原文抜粋
賛同されると、「受け入れられた」と感じる

「受け入れられる」という感覚は、私たちにとって非常に重要です。
 フェキセウスさんは、相手と良好な関係を築くには相手の考え方に賛同しなければ、と反射的に思ってしまうのが人間の心理だと述べています。

 この作用は非常に強力で、人に賛同してもらうと「受け入れられた感じ」がするだけでなく、賛同してくれた相手に対する好感度も上がる。そして当然、人は好感を持った相手のほうが、話を聞く気になるものだ。
 もし顧客や同僚に(もしくは、恋い焦がれる相手に)何かを受け入れてほしければ、自分のことを好きになってもらうところから始めるといい。iPhoneを売ろうとしている場合でも、相手の考えを変えようとしている場合でも同じだ。
 まずは、相手の考えに賛同することで、自分の話を聞いてもらいやすくするのが手っ取り早い。だから、最初に相手に意見を言ってもらってから、「わかります」と切り出そう。陳腐に聞こえるかもしれないが、我慢して読み進めてほしい。そのように切り出したら、ちょっと間をおいて、こちらの賛同が相手に伝わるのを待とう。それから、自分の主張したいポイントについて話し始めるのだ。
「わかります、iPhoneは高いですよね・・・・・ということは、つまりそれだけ良い製品だということです」

課題内容
原文抜粋の「フェキセウスさんは、相手と良」から「うとしている場合でも同じだ。」に至るまでの部分を、一字一句変えずに書き写してください。 この資料は原文抜粋の内容とは関係がありません。

提供資料
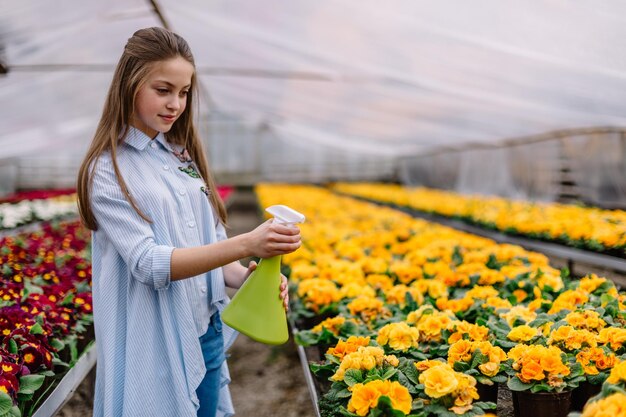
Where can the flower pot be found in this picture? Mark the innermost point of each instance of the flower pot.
(541, 404)
(487, 392)
(582, 393)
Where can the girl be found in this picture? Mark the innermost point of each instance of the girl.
(161, 258)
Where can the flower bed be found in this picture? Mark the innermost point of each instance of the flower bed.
(26, 211)
(45, 311)
(580, 227)
(401, 309)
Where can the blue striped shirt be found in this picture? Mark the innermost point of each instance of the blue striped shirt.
(147, 326)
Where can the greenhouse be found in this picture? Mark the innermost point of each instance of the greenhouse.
(447, 182)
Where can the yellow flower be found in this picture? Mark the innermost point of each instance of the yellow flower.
(613, 336)
(343, 348)
(522, 333)
(363, 399)
(427, 364)
(333, 325)
(439, 381)
(613, 405)
(399, 336)
(397, 295)
(366, 307)
(531, 370)
(460, 351)
(618, 374)
(365, 396)
(379, 281)
(437, 289)
(518, 312)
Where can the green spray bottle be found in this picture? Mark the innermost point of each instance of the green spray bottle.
(256, 310)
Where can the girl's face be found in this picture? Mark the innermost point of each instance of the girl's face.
(163, 97)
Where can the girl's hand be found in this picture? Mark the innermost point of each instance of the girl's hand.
(284, 292)
(271, 239)
(251, 268)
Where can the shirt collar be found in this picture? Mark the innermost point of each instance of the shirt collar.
(139, 140)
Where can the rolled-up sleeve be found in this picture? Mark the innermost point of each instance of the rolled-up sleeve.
(220, 231)
(131, 236)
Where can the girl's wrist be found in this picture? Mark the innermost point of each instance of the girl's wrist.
(246, 245)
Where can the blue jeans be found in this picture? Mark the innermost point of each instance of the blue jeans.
(212, 343)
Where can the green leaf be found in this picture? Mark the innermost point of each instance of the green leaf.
(384, 405)
(390, 372)
(57, 344)
(500, 379)
(345, 412)
(409, 370)
(30, 383)
(461, 366)
(12, 347)
(515, 384)
(353, 376)
(6, 403)
(36, 329)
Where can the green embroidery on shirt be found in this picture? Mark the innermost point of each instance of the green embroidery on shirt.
(190, 170)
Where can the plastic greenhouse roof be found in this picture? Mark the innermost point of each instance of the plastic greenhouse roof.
(394, 77)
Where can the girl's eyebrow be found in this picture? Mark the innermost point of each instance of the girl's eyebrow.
(169, 84)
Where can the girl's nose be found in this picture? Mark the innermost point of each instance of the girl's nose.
(174, 103)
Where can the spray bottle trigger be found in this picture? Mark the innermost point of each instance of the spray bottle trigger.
(284, 214)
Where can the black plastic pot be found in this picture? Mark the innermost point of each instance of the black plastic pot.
(541, 404)
(487, 392)
(582, 393)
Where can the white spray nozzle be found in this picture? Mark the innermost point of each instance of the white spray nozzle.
(283, 214)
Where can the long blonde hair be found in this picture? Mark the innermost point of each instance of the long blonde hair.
(143, 50)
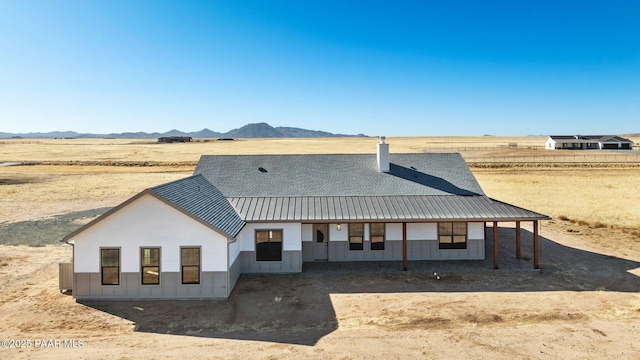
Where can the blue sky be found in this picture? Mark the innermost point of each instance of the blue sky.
(399, 68)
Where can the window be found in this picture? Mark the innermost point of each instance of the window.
(320, 232)
(150, 263)
(356, 236)
(268, 245)
(377, 236)
(452, 235)
(110, 266)
(190, 260)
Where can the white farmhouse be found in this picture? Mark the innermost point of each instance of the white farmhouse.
(192, 238)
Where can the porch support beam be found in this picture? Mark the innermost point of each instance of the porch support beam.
(404, 246)
(518, 243)
(536, 245)
(496, 244)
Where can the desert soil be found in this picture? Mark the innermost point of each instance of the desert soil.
(583, 303)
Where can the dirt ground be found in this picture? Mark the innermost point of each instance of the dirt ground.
(583, 303)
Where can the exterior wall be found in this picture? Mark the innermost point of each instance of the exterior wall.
(148, 222)
(213, 285)
(307, 242)
(291, 249)
(550, 144)
(234, 261)
(422, 244)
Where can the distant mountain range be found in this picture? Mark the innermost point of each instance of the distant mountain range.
(259, 130)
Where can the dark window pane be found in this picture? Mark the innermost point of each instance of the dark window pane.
(460, 229)
(269, 245)
(445, 228)
(190, 256)
(356, 230)
(452, 235)
(150, 275)
(191, 274)
(377, 229)
(355, 243)
(110, 257)
(110, 276)
(151, 257)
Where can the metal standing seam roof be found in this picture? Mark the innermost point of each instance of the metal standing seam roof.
(198, 197)
(595, 138)
(379, 208)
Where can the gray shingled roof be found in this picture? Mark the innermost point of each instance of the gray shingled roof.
(338, 175)
(383, 208)
(198, 197)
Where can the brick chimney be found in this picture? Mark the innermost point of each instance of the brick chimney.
(383, 155)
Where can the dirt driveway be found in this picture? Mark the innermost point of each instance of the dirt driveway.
(581, 304)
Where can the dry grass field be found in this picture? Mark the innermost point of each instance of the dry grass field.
(584, 303)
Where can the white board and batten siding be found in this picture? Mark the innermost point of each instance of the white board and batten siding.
(149, 222)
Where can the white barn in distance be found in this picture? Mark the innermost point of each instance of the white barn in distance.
(192, 238)
(587, 142)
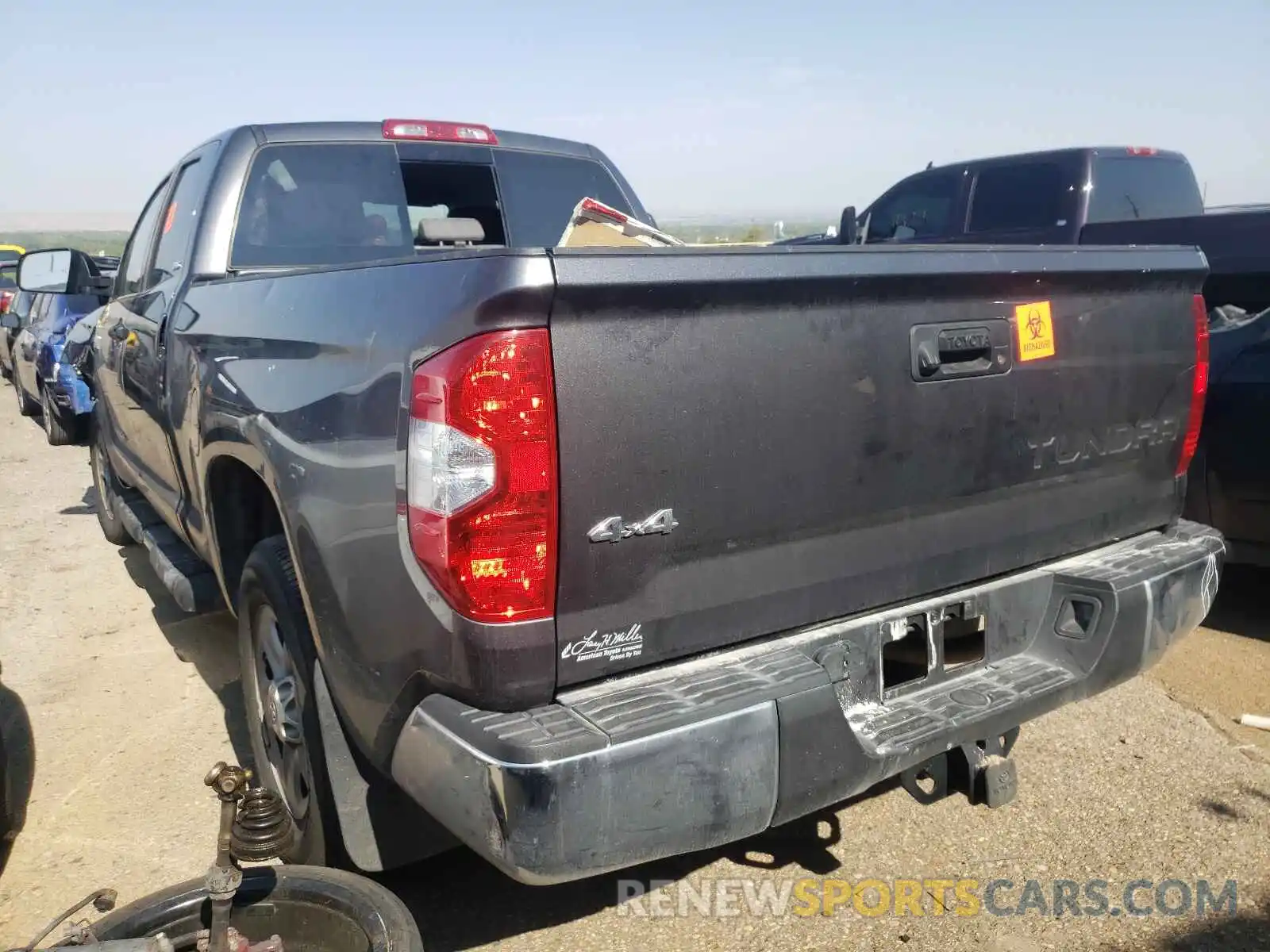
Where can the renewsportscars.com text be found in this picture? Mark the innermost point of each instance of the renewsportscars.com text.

課題の回答
フェキセウスさんは、相手と良好な関係を築くには相手の考え方に賛同しなければ、と反射的に思ってしまうのが人間の心理だと述べています。

 この作用は非常に強力で、人に賛同してもらうと「受け入れられた感じ」がするだけでなく、賛同してくれた相手に対する好感度も上がる。そして当然、人は好感を持った相手のほうが、話を聞く気になるものだ。
 もし顧客や同僚に(もしくは、恋い焦がれる相手に)何かを受け入れてほしければ、自分のことを好きになってもらうところから始めるといい。iPhoneを売ろうとしている場合でも、相手の考えを変えようとしている場合でも同じだ。